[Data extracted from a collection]
* * *
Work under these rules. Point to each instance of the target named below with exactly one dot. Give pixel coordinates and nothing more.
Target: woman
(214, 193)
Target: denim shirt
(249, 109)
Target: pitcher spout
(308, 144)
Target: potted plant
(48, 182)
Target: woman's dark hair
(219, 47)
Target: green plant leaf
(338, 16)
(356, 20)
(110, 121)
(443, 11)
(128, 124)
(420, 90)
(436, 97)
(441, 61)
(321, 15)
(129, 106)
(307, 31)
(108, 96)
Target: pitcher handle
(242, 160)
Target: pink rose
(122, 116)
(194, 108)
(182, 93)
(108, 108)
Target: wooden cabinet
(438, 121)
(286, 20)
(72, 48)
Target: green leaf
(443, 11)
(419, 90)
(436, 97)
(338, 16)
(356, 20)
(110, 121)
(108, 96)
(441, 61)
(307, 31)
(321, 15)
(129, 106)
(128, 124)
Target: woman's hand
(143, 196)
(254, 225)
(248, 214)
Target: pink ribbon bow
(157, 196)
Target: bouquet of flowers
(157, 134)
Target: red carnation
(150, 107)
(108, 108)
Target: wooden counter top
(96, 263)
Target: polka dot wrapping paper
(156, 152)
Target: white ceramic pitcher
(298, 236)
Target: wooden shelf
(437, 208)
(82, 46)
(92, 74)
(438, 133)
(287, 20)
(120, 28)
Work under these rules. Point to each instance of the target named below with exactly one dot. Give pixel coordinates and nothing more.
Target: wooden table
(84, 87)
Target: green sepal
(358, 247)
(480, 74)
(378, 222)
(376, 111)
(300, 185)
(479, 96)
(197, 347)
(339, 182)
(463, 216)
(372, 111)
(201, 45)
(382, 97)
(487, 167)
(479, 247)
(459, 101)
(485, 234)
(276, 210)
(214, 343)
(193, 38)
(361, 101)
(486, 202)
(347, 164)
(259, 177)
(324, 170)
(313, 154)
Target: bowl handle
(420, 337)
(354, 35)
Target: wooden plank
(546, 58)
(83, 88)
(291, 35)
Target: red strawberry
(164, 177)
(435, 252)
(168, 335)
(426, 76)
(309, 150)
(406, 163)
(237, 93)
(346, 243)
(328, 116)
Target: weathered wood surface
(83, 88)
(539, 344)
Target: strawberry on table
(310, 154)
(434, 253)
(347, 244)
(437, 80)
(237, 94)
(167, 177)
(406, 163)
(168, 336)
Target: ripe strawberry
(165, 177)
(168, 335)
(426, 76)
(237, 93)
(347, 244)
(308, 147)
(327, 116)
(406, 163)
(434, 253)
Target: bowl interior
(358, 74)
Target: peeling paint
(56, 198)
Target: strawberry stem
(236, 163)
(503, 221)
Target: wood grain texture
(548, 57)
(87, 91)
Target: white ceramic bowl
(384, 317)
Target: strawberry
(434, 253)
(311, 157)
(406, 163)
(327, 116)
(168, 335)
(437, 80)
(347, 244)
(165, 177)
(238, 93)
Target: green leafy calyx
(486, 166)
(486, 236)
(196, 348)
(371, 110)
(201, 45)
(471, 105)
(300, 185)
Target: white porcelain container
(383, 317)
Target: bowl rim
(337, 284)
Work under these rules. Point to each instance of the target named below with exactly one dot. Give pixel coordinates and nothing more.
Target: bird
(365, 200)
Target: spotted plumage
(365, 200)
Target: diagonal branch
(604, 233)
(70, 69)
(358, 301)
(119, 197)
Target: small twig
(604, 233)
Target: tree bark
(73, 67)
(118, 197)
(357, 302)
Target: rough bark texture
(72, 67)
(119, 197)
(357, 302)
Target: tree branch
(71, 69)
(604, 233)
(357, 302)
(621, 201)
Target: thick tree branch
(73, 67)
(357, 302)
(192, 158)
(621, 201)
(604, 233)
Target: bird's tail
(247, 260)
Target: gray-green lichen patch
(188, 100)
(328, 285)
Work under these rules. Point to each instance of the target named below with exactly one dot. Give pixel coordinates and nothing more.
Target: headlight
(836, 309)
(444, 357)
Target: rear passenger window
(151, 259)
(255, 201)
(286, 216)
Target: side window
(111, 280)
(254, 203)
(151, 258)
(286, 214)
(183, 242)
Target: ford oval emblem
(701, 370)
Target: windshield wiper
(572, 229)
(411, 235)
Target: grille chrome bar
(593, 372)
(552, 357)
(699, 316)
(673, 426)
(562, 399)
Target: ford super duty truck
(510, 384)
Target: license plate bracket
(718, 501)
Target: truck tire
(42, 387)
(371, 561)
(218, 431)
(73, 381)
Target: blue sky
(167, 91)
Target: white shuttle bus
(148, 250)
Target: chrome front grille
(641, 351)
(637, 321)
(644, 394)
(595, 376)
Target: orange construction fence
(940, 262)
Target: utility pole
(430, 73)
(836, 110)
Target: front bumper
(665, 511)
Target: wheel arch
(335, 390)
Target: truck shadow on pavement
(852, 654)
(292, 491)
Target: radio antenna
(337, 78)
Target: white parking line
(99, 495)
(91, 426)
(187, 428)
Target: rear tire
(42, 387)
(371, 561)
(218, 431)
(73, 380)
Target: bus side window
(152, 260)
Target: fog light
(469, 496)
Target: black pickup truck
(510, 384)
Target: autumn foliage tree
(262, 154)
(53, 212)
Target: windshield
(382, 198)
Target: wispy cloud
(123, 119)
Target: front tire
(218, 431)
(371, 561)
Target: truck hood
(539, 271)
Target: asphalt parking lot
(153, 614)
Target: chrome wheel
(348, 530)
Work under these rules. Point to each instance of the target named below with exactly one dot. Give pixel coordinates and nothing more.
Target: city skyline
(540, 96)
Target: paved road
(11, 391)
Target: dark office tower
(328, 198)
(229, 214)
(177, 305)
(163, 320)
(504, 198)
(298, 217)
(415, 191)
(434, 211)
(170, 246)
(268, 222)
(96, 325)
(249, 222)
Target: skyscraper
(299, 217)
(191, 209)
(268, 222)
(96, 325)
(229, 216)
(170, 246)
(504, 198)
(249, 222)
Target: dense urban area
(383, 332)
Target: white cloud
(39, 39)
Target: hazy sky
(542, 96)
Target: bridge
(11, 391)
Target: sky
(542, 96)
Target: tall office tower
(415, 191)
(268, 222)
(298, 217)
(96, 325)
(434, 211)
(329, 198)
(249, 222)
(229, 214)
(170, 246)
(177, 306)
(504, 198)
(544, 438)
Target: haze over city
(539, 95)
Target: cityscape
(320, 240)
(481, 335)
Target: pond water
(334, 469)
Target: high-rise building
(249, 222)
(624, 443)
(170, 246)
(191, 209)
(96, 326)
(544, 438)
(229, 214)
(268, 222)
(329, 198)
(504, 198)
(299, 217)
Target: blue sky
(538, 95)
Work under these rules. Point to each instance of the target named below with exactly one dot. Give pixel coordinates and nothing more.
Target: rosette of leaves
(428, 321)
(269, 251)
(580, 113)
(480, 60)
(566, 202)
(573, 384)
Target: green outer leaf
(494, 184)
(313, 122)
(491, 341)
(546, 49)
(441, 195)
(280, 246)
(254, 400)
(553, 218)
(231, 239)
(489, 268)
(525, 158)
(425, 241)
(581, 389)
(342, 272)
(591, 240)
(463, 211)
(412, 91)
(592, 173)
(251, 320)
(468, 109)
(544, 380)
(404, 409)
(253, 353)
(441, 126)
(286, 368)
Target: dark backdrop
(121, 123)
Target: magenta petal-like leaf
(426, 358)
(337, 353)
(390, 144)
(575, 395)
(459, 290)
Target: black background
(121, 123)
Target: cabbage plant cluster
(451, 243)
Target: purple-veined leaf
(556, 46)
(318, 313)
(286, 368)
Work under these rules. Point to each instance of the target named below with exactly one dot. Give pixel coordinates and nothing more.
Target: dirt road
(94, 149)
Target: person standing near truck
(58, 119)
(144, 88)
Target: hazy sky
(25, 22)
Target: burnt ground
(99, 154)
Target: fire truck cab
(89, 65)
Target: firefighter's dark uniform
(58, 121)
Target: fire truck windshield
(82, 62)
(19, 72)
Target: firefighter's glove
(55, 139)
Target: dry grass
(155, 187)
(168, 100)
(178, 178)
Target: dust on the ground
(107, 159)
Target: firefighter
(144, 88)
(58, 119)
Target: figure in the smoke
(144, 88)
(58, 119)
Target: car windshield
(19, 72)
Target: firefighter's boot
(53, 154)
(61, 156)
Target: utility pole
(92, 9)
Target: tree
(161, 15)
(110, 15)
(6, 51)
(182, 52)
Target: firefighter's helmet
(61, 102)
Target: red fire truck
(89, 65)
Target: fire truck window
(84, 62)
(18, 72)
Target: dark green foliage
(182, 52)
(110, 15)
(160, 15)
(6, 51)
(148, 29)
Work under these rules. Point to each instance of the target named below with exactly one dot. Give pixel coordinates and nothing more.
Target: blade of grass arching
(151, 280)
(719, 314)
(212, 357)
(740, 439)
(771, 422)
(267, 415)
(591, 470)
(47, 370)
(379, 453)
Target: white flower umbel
* * *
**Exercise objective:**
Would you retype the lines of the data above, from the one holding "Target: dry grass" through its final line, exactly and without adding any other line?

**Result:**
Target: dry grass
(155, 187)
(168, 100)
(178, 178)
Target: dust on the ground
(107, 159)
Target: firefighter
(144, 88)
(58, 119)
Target: figure in the smoke
(144, 88)
(58, 119)
Target: car windshield
(19, 72)
Target: firefighter's boot
(53, 154)
(61, 156)
Target: utility pole
(92, 9)
Target: tree
(161, 15)
(110, 15)
(6, 51)
(182, 52)
Target: firefighter's helmet
(61, 102)
Target: red fire truck
(89, 65)
Target: fire truck window
(84, 62)
(18, 72)
Target: dark green foliage
(182, 52)
(110, 15)
(160, 15)
(6, 51)
(148, 29)
Work under these rules. Point to each instance of the target named below with exactly one dot. Give pixel coordinates and nothing more.
Target: blade of grass arching
(151, 280)
(719, 314)
(212, 357)
(740, 439)
(771, 422)
(267, 415)
(591, 470)
(47, 370)
(379, 453)
Target: white flower umbel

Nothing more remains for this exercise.